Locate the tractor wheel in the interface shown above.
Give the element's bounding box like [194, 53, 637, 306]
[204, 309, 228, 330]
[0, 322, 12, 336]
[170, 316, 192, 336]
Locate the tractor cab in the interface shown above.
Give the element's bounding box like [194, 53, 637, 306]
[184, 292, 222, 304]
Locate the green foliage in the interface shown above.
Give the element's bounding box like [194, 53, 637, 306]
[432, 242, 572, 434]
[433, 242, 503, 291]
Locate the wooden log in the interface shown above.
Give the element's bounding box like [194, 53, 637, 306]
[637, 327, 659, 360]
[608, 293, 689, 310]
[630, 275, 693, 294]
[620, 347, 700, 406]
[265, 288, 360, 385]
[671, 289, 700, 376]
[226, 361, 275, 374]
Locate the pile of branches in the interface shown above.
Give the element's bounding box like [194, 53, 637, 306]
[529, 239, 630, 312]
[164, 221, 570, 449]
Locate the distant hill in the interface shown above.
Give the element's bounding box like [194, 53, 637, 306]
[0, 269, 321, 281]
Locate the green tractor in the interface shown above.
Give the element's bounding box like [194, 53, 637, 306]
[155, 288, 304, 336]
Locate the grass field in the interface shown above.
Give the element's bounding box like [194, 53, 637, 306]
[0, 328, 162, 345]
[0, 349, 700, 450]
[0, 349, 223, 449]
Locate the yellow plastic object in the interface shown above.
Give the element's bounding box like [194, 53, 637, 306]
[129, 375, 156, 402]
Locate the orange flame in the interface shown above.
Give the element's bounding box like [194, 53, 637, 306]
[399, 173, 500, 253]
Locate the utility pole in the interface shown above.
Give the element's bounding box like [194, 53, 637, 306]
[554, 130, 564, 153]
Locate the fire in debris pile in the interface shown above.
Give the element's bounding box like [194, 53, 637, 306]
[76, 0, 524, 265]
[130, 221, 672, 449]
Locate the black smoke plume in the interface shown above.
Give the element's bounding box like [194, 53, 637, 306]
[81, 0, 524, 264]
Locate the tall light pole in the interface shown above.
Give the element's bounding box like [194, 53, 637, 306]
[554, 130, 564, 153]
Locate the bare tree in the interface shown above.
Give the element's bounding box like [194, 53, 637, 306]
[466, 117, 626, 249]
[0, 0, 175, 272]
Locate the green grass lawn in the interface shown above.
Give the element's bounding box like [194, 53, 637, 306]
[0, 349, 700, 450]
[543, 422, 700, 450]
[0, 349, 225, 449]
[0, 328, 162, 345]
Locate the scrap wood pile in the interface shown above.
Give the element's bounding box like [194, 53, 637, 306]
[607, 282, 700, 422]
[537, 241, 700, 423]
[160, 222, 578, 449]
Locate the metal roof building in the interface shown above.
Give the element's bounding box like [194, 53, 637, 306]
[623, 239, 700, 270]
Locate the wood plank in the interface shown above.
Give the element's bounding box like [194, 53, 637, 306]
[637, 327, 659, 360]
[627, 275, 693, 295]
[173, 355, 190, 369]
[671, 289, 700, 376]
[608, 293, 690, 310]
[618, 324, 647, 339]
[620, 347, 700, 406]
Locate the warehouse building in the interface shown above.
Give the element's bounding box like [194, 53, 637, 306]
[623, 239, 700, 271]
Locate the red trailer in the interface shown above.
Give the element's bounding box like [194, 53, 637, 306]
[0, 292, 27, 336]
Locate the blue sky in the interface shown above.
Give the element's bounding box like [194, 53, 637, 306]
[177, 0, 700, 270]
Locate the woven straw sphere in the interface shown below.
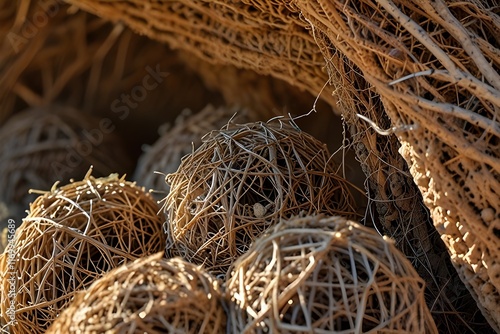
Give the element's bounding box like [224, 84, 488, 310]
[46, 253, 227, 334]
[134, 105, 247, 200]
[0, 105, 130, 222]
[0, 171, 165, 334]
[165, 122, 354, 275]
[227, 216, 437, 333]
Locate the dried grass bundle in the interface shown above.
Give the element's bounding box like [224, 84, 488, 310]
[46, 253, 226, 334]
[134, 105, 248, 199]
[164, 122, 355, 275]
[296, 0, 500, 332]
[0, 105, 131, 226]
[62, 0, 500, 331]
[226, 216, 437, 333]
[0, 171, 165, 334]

• • •

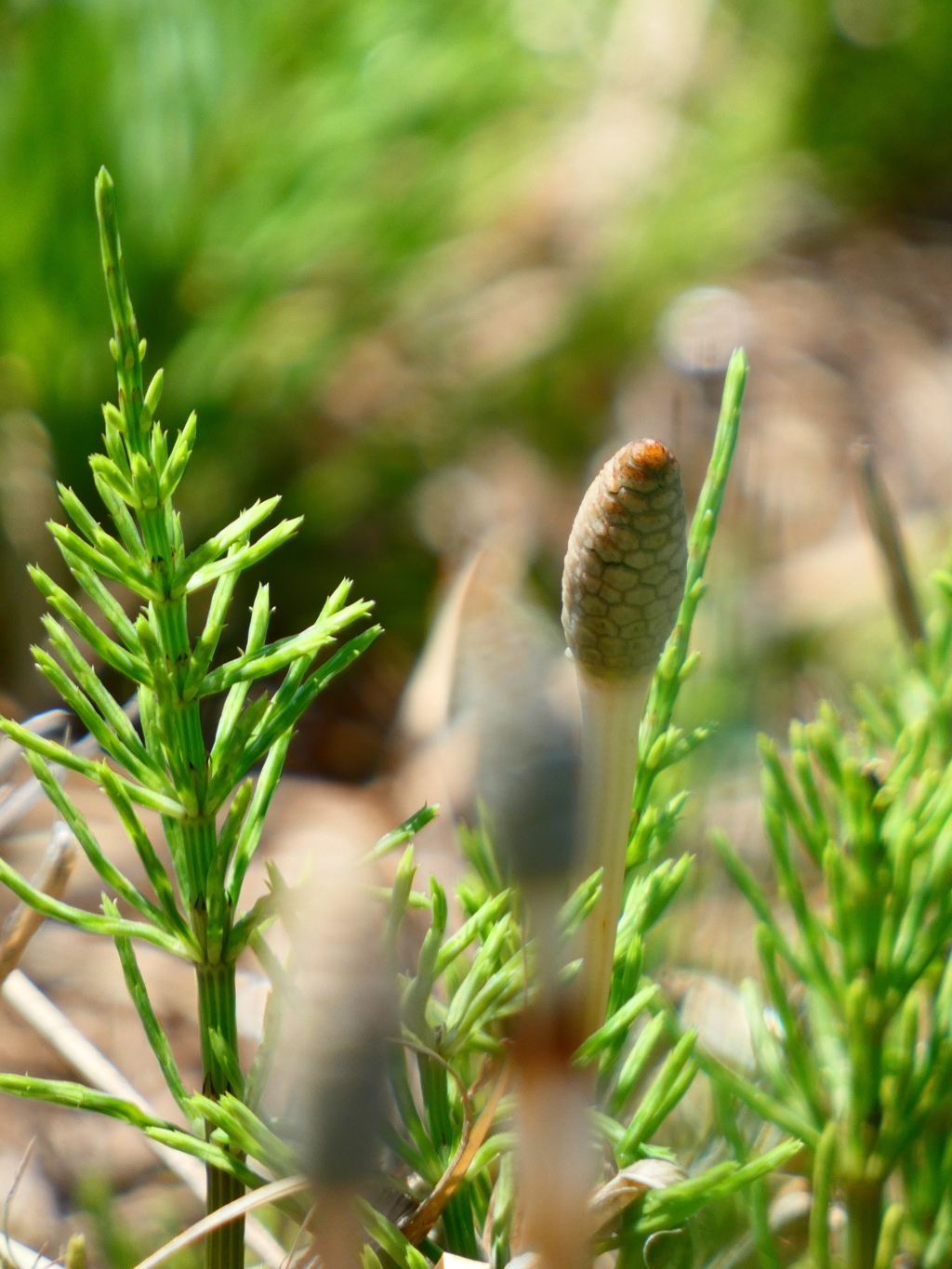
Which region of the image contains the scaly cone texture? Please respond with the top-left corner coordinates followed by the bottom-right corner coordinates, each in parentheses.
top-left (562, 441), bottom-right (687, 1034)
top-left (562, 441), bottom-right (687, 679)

• • •

◆ **Given exercise**
Reproduce the items word for word from the line that contains "Locate the wooden" through the line that contains "[0, 269, 321, 281]", including both of those lines.

◆ **Response below**
Locate the wooden log in the interface shown above.
Give the element's bounding box like [194, 53, 637, 306]
[637, 327, 659, 360]
[608, 293, 689, 310]
[630, 275, 693, 294]
[620, 347, 700, 406]
[265, 288, 360, 385]
[671, 289, 700, 376]
[226, 361, 275, 374]
Locate the pile of branches in the interface shown above.
Give the element's bounding box like [194, 53, 637, 306]
[529, 239, 630, 312]
[164, 221, 570, 449]
Locate the distant hill in the interface shown above.
Give the element's bounding box like [194, 53, 637, 306]
[0, 269, 321, 281]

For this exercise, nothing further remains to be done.